Provided information -

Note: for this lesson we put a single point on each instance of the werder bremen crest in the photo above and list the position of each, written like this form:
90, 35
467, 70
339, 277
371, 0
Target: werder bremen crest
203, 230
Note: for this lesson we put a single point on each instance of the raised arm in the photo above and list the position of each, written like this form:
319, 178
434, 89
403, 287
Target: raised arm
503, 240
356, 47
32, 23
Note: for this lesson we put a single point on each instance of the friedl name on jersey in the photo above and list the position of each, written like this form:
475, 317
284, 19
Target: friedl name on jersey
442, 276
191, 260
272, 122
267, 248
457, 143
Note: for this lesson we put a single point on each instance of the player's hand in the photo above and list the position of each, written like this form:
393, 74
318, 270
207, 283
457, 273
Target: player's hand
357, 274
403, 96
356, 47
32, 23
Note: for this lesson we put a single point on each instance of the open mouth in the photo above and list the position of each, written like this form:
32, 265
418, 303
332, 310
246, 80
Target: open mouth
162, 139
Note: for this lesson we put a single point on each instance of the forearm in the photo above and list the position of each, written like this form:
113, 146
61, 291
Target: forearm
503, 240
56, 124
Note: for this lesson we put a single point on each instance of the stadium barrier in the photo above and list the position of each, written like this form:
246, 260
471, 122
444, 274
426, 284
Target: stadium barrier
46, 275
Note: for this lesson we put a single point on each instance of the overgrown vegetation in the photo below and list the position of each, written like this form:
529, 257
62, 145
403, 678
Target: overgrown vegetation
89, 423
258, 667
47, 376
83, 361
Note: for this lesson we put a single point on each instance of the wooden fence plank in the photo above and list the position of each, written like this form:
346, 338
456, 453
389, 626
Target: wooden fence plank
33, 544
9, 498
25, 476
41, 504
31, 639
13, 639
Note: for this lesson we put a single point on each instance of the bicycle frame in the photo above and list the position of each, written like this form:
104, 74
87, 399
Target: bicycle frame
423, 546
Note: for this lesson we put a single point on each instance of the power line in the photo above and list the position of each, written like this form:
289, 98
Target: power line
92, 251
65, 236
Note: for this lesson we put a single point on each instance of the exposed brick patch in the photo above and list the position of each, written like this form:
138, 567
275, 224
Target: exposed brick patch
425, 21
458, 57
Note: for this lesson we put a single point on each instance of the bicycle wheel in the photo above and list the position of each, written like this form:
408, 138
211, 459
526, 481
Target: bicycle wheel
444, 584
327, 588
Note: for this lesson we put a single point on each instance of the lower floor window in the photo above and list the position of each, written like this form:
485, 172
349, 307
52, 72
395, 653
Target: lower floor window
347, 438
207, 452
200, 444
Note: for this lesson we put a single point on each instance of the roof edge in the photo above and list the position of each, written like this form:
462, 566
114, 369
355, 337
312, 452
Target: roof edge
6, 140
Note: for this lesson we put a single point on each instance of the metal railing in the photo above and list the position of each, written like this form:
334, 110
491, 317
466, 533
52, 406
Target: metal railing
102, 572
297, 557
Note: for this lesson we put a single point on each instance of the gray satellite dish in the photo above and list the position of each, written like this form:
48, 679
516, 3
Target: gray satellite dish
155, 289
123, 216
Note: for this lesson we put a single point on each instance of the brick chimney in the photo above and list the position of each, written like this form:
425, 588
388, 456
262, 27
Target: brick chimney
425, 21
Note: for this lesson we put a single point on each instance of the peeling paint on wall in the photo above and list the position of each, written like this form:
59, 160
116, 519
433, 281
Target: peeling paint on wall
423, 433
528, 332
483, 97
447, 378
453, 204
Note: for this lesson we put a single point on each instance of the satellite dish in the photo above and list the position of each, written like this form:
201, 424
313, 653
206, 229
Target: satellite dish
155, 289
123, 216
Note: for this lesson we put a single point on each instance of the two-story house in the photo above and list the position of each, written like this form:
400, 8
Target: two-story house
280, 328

What to do -
Transcribe every entry exactly as it reads.

Answer below -
Note: for this lesson we put a single point on each instance of the werder bremen crest in the photo above and list the position of each, written like this form:
90, 35
467, 70
339, 277
371, 0
Target: werder bremen crest
203, 230
Note: for this lesson we put a single point on each instance of the raised arm in the photo above and list the position of each, written like this form:
319, 178
434, 89
403, 287
Target: raised arm
503, 240
356, 47
32, 23
Note: for this lesson we put a single point on each instance of the friedl name on jersey in the photo above and list the position of each, written like this form:
475, 317
284, 19
Target: friedl name on jersey
442, 276
191, 260
272, 122
267, 248
457, 143
Note: for this lesson we put a single point on each instance of the player's hand in the photo above and list the position of each, written like this form:
393, 74
318, 270
207, 283
457, 273
Target: player's hand
357, 274
403, 96
356, 47
32, 23
Note: for this lesson we put a single point on each instance of the open mouth in the photo above and list the position of each, written like this form:
32, 265
418, 303
332, 310
246, 80
Target: open mouth
162, 139
Note: for this lesson we put a single point on each instance of the forearm in the photo above and list the position of each, written like this form:
113, 146
61, 291
Target: forearm
503, 240
56, 124
Note: for this lesson we put a single point on each instance of the stadium barrier in the photo above and list the position of each, written like this form:
246, 260
471, 122
444, 274
426, 284
Target: stadium barrier
46, 275
Note: for this lesson we put a single point on each instance of the overgrown vegetation in the photo below and list the position of each, written like this form:
529, 257
62, 145
403, 678
Target: overgrown vegetation
89, 423
258, 667
47, 376
83, 361
Note: for this lesson we put a single point on each instance of the wooden fence plank in the photo above and list the position of each, written like this form:
346, 338
456, 453
389, 626
Target: wooden fence plank
33, 544
9, 498
25, 476
41, 504
31, 639
13, 639
Note: for this lesson we put a single point on each instance of the bicycle frame in the photo above and list the position of each, written like this form:
104, 74
87, 399
Target: bicycle frame
423, 546
Note: for this lesson we put a single point on each instance of the power line in the photo above and list the position of each, written like this form:
289, 98
Target: power line
92, 251
65, 236
Note: for this lesson we put a single point on each instance of the exposed brick patch in the photo above and list the position of each, written like this form:
138, 567
275, 224
Target: exposed brick patch
425, 21
458, 57
Note: for this lesson we put a single point on each instance of the bicycle wheel in the photo above and list the position of each, written like this form:
408, 138
211, 459
526, 481
Target: bicycle wheel
444, 584
327, 588
Note: for this lesson we put a single point on each instance of the lower floor window in the photo above and list the position of each, written like this form:
485, 172
349, 307
52, 72
395, 653
Target: lower floor window
347, 438
207, 452
200, 444
Note: for this lesson we put a single point on each instance of the roof edge in the photo above and list the position of each, written like this form:
462, 566
114, 369
355, 337
312, 452
Target: roof edge
6, 140
Note: for this lesson we put a single point on each instance of the metal railing in the photo above and list the position of each, written like this form:
334, 110
491, 317
466, 533
52, 406
Target: metal railing
102, 572
297, 557
Note: for this lesson we put a single point on each instance of the gray satellite dish in the photo above and list the position of each, written like this form:
48, 679
516, 3
Target: gray satellite dish
155, 289
123, 216
Note: for this lesson we put a single point on each instance of the brick chimney in the photo above and list the position of each, written like this form:
425, 588
388, 456
262, 27
Target: brick chimney
425, 21
Note: for this lesson we put a single point on each instance of the peeling paint on wall in the photo above and list the position of each, written like this form:
59, 160
116, 519
433, 281
Target: peeling paint on wall
423, 433
528, 332
483, 97
447, 378
453, 204
Note: for this lesson we put a single point on each instance of the satellite dish in the photo above and list the position of each, written like this form:
201, 424
313, 653
206, 229
Target: satellite dish
155, 289
123, 216
Note: for this lesson we put a single point on each instance of the two-story house in the photo above and list the position of each, written like this form:
400, 8
Target: two-story house
280, 328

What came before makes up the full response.